# ASSIGNMENT
For the records below, tally the lines that contain "foliage" and give only that number.

-------- DATA SHOWN --------

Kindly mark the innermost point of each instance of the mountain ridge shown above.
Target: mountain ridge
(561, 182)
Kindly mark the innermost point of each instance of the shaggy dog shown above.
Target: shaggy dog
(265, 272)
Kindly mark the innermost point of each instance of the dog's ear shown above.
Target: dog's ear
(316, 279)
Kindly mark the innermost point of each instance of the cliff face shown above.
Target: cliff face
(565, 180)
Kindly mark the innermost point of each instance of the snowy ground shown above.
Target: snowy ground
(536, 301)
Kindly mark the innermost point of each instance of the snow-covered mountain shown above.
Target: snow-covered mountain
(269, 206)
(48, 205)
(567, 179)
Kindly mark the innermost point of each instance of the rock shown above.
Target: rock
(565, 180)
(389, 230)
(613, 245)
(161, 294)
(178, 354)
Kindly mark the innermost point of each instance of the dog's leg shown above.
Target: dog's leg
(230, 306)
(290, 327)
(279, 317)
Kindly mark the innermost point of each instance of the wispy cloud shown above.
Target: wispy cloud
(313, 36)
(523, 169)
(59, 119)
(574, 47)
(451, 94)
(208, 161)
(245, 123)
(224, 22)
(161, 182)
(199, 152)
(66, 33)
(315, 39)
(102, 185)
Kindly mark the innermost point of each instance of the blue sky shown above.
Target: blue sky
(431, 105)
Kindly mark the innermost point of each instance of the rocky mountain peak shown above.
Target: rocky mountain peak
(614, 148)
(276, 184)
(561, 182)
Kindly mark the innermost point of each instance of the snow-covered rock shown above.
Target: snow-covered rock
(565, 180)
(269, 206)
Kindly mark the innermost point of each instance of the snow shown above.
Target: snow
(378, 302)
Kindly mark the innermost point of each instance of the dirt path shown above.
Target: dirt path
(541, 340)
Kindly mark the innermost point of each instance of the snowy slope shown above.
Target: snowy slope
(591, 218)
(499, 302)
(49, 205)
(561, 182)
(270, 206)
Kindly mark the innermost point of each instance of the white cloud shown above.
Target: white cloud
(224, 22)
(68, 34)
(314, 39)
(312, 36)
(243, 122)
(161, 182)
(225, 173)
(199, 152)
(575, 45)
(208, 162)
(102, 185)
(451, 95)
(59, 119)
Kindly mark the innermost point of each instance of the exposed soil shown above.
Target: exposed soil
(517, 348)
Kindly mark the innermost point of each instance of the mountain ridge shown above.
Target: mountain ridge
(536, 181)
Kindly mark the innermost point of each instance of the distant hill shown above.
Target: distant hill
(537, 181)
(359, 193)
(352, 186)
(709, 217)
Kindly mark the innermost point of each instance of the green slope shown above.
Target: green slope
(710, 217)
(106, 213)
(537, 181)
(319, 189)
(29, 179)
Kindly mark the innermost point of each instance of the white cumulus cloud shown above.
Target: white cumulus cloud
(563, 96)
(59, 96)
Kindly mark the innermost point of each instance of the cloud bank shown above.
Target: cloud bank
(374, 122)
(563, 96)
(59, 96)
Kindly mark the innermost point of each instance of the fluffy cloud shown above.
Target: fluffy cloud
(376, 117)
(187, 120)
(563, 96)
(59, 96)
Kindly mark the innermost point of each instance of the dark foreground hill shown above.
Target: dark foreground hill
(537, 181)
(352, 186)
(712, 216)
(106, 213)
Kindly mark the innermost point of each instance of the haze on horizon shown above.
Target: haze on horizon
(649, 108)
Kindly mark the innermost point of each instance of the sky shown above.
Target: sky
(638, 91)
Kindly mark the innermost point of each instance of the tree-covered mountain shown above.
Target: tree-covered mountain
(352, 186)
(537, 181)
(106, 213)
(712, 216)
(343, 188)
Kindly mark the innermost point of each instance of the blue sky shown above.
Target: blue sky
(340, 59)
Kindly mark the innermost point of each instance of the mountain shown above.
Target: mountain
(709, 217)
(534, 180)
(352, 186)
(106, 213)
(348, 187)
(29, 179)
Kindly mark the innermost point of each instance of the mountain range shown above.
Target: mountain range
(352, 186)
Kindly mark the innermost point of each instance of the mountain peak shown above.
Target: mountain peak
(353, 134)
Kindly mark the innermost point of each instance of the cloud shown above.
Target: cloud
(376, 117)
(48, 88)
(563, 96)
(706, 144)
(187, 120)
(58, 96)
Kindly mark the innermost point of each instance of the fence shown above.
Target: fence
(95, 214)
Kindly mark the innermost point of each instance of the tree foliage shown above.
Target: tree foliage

--------

# RESULT OF THE EXERCISE
2